— Exercise instructions —
a. In the piece on President Obama's health care proposal, how large are health insurance industry profits said to be?
b. Carry the piece on President Obama's health care proposal forward from its last sentence.

In preparation for the Health Care Summit, President Obama unveiled his first official health care proposal. It is intended to reconcile the differences between the  highly unpopular House and Senate bills. Curiously, President Obama’s latest iteration of the liberal health policy agenda includes more federal power: the power to control “private” health plan premiums.

Price Controls. According to the President’s proposal, a new “Health Insurance Rate Authority” would oversee rate review for private insurers, so that “if a rate increase is unreasonable and unjustified, health insurers must lower premiums, provide rebates, or take other actions to make premiums affordable.”  On the face of it, this means price controls on health insurance.

The President knows the unhappy history of price controls, and the genuine misery- shortages, mainly- that such a policy guarantees. Think of the  long, hot gasoline lines of the 1970s, courtesy of the Carter Administration.

Getting it Wrong. The underlying assumption – a big one- is that federal officials will set the right premium price. Not likely.  If they don’t, we pay too much for insurance. Or, we don’t pay enough to cover the real insurance costs. In the meantime, whether insurance premiums are “unreasonable” or “unjustified” would reflect the reigning mental or political impulses that drive federal officials.

Health insurance industry profits are marginal, between two and three percent. But much of the rationale for creating this federal power is rooted in the recent premium increases in plans offered by Anthem Blue Cross in California.  Secretary of Health and Human Services (HHS) Kathleen Sebelius asked Anthem to justify the increases, which experts attribute to increases in provider rates, new state mandated benefits, and the current economic climate. The recession has encouraged younger and healthier people to drop coverage, leaving sicker and more costly persons in insurance risk pools.  Under such circumstances, insurers have little choice but to increase premiums if they wish to stay in business and pay claims.

— Data records —
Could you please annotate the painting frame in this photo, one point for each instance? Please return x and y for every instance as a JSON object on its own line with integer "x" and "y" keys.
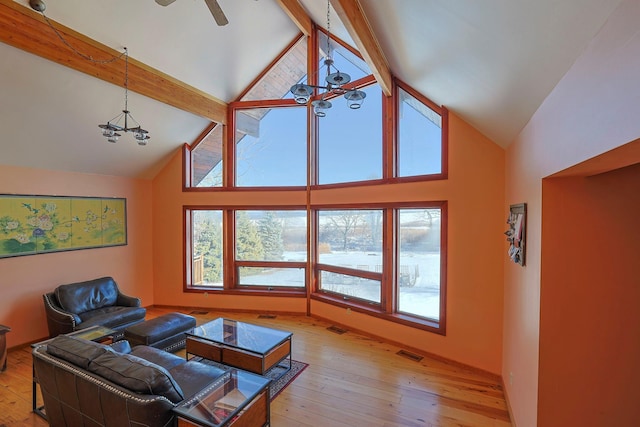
{"x": 39, "y": 224}
{"x": 517, "y": 233}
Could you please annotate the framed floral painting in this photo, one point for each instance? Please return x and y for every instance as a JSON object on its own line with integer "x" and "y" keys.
{"x": 39, "y": 224}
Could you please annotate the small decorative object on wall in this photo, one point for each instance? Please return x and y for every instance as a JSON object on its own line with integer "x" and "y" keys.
{"x": 516, "y": 234}
{"x": 39, "y": 224}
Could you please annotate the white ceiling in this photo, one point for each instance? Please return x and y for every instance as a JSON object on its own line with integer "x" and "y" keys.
{"x": 492, "y": 62}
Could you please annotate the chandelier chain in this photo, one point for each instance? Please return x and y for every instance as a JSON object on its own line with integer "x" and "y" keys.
{"x": 328, "y": 30}
{"x": 76, "y": 51}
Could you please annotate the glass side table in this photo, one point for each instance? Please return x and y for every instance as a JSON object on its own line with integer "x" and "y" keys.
{"x": 100, "y": 334}
{"x": 237, "y": 398}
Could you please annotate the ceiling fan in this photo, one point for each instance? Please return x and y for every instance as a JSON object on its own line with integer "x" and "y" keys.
{"x": 213, "y": 5}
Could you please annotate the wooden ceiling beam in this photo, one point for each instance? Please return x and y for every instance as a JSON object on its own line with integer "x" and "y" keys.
{"x": 356, "y": 23}
{"x": 298, "y": 15}
{"x": 26, "y": 29}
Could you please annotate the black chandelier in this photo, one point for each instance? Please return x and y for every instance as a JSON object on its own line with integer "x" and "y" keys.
{"x": 335, "y": 81}
{"x": 113, "y": 126}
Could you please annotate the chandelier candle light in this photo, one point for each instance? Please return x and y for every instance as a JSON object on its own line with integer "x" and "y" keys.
{"x": 111, "y": 129}
{"x": 335, "y": 81}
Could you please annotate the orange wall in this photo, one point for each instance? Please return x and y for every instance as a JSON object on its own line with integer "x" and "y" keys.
{"x": 475, "y": 192}
{"x": 592, "y": 110}
{"x": 589, "y": 317}
{"x": 23, "y": 280}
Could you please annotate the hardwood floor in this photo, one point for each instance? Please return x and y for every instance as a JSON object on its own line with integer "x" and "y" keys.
{"x": 352, "y": 380}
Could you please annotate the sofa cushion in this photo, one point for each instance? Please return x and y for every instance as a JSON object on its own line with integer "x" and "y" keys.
{"x": 194, "y": 376}
{"x": 75, "y": 350}
{"x": 86, "y": 296}
{"x": 162, "y": 358}
{"x": 112, "y": 317}
{"x": 137, "y": 375}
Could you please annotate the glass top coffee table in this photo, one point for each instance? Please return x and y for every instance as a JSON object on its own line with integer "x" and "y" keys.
{"x": 238, "y": 398}
{"x": 241, "y": 345}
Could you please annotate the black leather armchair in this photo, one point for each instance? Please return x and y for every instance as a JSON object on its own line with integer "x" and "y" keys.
{"x": 94, "y": 302}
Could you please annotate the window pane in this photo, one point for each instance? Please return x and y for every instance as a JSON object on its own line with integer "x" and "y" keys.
{"x": 206, "y": 265}
{"x": 350, "y": 141}
{"x": 352, "y": 239}
{"x": 419, "y": 262}
{"x": 419, "y": 138}
{"x": 271, "y": 236}
{"x": 351, "y": 286}
{"x": 265, "y": 276}
{"x": 271, "y": 147}
{"x": 206, "y": 160}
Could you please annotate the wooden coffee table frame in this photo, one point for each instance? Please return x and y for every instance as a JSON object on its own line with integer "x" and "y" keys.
{"x": 239, "y": 357}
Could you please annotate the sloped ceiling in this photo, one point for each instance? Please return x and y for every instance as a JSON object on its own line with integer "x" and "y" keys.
{"x": 491, "y": 62}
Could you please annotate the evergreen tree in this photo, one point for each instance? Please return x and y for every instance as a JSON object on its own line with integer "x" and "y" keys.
{"x": 207, "y": 242}
{"x": 270, "y": 232}
{"x": 248, "y": 244}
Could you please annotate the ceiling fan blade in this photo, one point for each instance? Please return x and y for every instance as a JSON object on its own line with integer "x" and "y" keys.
{"x": 217, "y": 12}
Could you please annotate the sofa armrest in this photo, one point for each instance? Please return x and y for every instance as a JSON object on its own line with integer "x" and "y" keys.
{"x": 127, "y": 301}
{"x": 59, "y": 321}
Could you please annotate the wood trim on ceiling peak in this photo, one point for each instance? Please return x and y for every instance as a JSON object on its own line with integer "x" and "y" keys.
{"x": 352, "y": 16}
{"x": 298, "y": 15}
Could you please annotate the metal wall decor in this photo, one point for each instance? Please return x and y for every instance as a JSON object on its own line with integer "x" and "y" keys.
{"x": 517, "y": 232}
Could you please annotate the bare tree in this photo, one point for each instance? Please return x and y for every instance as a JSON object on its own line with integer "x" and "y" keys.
{"x": 345, "y": 224}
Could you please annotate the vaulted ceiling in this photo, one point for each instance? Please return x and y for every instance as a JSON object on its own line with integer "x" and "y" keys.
{"x": 492, "y": 63}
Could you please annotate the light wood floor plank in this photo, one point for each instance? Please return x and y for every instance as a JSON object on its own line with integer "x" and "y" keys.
{"x": 352, "y": 380}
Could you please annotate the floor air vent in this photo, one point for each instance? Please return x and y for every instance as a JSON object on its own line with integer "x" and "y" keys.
{"x": 336, "y": 330}
{"x": 408, "y": 355}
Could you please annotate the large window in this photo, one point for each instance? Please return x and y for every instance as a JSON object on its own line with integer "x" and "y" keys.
{"x": 350, "y": 253}
{"x": 419, "y": 274}
{"x": 271, "y": 248}
{"x": 419, "y": 137}
{"x": 376, "y": 252}
{"x": 350, "y": 141}
{"x": 206, "y": 248}
{"x": 271, "y": 147}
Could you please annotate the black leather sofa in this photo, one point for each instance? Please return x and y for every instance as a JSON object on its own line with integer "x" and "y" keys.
{"x": 84, "y": 383}
{"x": 93, "y": 302}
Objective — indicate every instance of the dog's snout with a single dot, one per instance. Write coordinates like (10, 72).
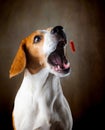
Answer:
(57, 29)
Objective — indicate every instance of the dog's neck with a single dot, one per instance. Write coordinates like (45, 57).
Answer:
(42, 80)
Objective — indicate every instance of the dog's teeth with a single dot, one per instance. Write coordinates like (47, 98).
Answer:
(58, 67)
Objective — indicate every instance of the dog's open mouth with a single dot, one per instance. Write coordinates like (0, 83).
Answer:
(58, 60)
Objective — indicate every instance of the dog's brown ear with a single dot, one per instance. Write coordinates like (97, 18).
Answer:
(19, 62)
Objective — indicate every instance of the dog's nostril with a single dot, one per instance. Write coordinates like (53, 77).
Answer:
(56, 29)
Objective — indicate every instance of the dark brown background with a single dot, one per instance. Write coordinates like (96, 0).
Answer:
(84, 22)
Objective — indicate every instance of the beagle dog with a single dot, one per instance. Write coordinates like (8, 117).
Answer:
(40, 103)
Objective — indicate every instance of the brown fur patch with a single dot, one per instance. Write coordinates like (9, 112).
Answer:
(30, 55)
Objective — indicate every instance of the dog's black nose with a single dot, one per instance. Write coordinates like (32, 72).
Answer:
(57, 29)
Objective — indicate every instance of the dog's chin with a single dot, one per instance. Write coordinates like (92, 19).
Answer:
(59, 73)
(58, 62)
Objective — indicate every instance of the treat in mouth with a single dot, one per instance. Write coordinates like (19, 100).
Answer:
(57, 59)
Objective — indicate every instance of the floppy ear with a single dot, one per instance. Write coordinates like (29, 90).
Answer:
(19, 62)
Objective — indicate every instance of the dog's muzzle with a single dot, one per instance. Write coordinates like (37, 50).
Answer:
(57, 59)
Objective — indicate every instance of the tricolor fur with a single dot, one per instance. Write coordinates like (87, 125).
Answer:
(40, 103)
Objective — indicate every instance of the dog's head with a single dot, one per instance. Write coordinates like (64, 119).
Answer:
(43, 48)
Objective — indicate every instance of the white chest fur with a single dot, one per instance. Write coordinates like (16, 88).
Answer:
(40, 103)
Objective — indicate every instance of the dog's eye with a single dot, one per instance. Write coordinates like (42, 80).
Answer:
(37, 39)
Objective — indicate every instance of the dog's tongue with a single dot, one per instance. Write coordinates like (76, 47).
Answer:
(72, 46)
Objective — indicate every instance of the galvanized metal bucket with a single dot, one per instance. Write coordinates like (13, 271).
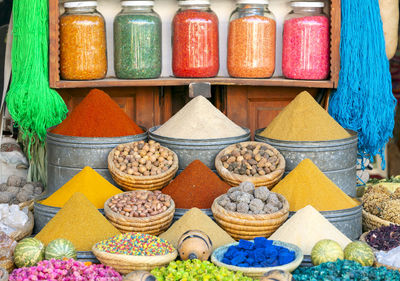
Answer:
(180, 212)
(67, 156)
(337, 159)
(348, 221)
(43, 214)
(204, 150)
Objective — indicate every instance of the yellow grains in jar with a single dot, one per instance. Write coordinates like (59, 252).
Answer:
(83, 47)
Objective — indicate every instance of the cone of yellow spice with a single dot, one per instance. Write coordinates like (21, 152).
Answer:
(88, 182)
(80, 222)
(307, 185)
(304, 120)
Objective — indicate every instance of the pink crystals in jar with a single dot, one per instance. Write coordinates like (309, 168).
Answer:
(306, 51)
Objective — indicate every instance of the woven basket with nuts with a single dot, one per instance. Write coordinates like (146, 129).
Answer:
(142, 165)
(251, 161)
(140, 211)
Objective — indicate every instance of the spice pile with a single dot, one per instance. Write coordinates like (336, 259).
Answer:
(143, 158)
(197, 186)
(135, 244)
(304, 120)
(196, 219)
(199, 119)
(196, 270)
(88, 182)
(251, 160)
(97, 116)
(61, 270)
(307, 227)
(246, 199)
(307, 185)
(260, 253)
(379, 201)
(345, 270)
(16, 190)
(384, 238)
(80, 222)
(140, 203)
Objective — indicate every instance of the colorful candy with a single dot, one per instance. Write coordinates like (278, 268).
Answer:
(251, 47)
(135, 244)
(305, 53)
(195, 51)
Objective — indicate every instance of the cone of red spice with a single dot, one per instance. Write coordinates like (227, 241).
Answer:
(197, 186)
(97, 116)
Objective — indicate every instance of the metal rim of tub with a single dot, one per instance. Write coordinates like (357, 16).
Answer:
(198, 142)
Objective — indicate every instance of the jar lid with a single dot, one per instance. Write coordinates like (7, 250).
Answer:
(137, 3)
(261, 2)
(308, 4)
(80, 4)
(193, 2)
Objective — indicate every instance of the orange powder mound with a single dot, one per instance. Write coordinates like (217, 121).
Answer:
(97, 116)
(307, 185)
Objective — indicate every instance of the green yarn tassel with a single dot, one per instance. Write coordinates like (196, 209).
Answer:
(30, 101)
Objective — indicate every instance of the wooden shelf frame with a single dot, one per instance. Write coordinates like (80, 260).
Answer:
(56, 82)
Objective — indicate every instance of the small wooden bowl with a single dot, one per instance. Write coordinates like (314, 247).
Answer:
(130, 182)
(245, 226)
(125, 264)
(258, 272)
(153, 225)
(269, 180)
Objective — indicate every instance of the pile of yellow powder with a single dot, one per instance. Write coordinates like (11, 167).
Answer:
(80, 222)
(96, 188)
(307, 185)
(304, 120)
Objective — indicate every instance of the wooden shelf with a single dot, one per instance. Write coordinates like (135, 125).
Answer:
(171, 81)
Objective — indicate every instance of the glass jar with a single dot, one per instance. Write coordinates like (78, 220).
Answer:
(83, 46)
(137, 41)
(251, 40)
(306, 43)
(195, 51)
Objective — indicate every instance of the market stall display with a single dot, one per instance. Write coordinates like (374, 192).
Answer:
(140, 211)
(72, 222)
(134, 251)
(196, 269)
(137, 41)
(251, 40)
(255, 259)
(255, 162)
(142, 165)
(195, 45)
(196, 219)
(306, 42)
(306, 228)
(83, 46)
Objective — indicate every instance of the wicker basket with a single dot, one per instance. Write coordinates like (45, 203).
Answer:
(371, 222)
(233, 179)
(125, 264)
(258, 272)
(244, 226)
(153, 225)
(130, 182)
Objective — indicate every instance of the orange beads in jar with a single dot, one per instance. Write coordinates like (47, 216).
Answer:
(83, 46)
(251, 40)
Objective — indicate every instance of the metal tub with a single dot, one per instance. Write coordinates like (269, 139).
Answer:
(348, 221)
(204, 150)
(43, 214)
(67, 156)
(337, 159)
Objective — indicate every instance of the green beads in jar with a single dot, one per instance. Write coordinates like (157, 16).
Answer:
(137, 41)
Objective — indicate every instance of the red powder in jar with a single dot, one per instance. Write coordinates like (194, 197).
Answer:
(195, 51)
(305, 53)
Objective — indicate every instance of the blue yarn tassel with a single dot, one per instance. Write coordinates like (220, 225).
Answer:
(364, 100)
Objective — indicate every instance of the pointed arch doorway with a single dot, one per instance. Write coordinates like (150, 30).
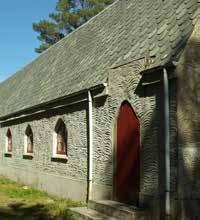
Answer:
(127, 156)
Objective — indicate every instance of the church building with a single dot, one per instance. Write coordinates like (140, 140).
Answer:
(112, 111)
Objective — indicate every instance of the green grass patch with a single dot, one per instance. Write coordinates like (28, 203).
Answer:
(20, 202)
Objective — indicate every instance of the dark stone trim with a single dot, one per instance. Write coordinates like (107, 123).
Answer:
(8, 154)
(28, 157)
(58, 159)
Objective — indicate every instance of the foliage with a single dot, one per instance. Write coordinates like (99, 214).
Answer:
(18, 202)
(68, 15)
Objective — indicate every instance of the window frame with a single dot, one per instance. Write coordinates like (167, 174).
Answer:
(9, 150)
(56, 153)
(27, 135)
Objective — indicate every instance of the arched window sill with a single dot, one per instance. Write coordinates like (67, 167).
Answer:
(59, 158)
(28, 156)
(8, 154)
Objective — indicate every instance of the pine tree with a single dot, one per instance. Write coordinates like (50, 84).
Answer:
(68, 15)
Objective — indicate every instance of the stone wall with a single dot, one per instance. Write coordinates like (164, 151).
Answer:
(43, 125)
(125, 83)
(188, 72)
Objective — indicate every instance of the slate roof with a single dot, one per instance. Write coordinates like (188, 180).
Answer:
(127, 29)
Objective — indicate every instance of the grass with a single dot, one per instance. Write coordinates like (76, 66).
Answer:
(19, 202)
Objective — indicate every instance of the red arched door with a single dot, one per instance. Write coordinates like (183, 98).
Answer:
(127, 161)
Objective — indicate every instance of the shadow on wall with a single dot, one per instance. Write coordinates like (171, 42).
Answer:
(184, 139)
(189, 130)
(22, 211)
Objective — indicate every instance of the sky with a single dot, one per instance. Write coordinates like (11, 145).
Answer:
(17, 38)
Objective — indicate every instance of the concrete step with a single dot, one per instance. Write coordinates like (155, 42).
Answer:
(84, 213)
(119, 210)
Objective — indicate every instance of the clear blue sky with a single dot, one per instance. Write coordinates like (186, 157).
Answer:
(17, 39)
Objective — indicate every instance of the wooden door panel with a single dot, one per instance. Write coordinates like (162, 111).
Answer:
(126, 179)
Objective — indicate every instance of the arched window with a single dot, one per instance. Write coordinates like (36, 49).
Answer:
(28, 145)
(61, 138)
(9, 141)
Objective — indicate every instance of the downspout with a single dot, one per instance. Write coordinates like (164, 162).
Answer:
(167, 143)
(90, 151)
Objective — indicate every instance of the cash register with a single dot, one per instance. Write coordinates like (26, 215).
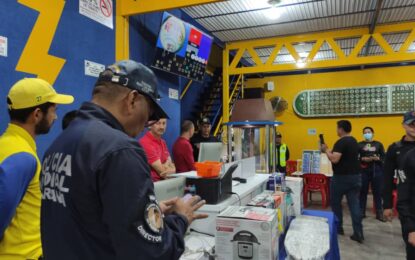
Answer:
(213, 190)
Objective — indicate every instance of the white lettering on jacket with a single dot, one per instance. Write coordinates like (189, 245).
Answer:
(55, 168)
(147, 236)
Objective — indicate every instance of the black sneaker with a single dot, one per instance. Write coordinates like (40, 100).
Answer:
(357, 238)
(380, 217)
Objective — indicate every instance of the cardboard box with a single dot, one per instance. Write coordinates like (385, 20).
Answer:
(263, 200)
(296, 185)
(247, 233)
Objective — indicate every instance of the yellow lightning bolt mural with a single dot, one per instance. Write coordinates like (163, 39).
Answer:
(35, 58)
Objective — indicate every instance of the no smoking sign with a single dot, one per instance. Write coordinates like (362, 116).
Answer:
(106, 7)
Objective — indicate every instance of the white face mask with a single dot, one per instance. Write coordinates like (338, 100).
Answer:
(368, 136)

— Answers for the exercise —
a. Between two and three percent.

b.
No Happy Ending. But price controls on premium rates would make sure that there is no happy ending to this movie. Either the insurers will comply with the government controls and crack down on physician and hospital reimbursement for medical services, making those services less available, ie. Rationing. Big cost to patients. Or, insurers, running deficits, will do what the automakers and the bankers have done who are “Too Big To Fail” and run to Congress and get their a bail-out. Big cost to taxpayers.

Heritage’s Ed Haislmaier further lays out the shortcomings of price controls in health care: “Price controls would not work in health care because they attack the symptoms of runaway costs, not the cause. Medical costs today are soaring because consumers are largely insulated from them…and because the tax system discourages consumers from seeking good value for money in health care”.

Because price controls do not attack the root of increased health care spending, they would be more likely to exacerbate the problem than to fix it.  Haislmaier lists the unintended consequences of price controls: shortages of goods, reduction in the quality of goods, and diversion of economic activity and investments.  Furthermore, price controls can result in queuing, rations, and bribes as a way to allocate services, since inflexible pricing cannot address the normal fluctuations in supply and demand.

In the case of President Obama’s agenda, other provisions of the President’s proposal would make insurance costs even worse. His proposal would increase costs for insurers, while limiting their ability to offer different levels of coverage.  For example, a requirement for insurers to cover any and all applicants, regardless of pre-existing conditions, would encourage persons to put off buying insurance until they are sick. The Obama tax penalty, to enforce his proposed individual mandate to buy coverage, would be cheaper than the Obama specified health insurance premiums.  The potential result: even more uninsured.

According to Haislmaier, “Most policy makers who favor health care price controls view them as a way to curb rapid medical inflation. But most of the blame for that same inflation can be traced directly to previous government health care policies that they support or maintain. Health care price controls also are attractive to Members of Congress because they provide a benefit (cheaper medical care) to a favored constituency (health care consumers) at the expense of less favored constituencies (doctors, hospitals, pharmaceutical manufacturers, and insurance companies). This is why some Members of Congress are so quick to blame the health care industry for escalating medical costs, when in fact it is largely government laws, regulations, and policies that are responsible.”

Rather than bring back the old Nixon-era price controls for the insurance industry, the President should address causation behind increased premiums. His proposal  would only make the insurance market problems worse.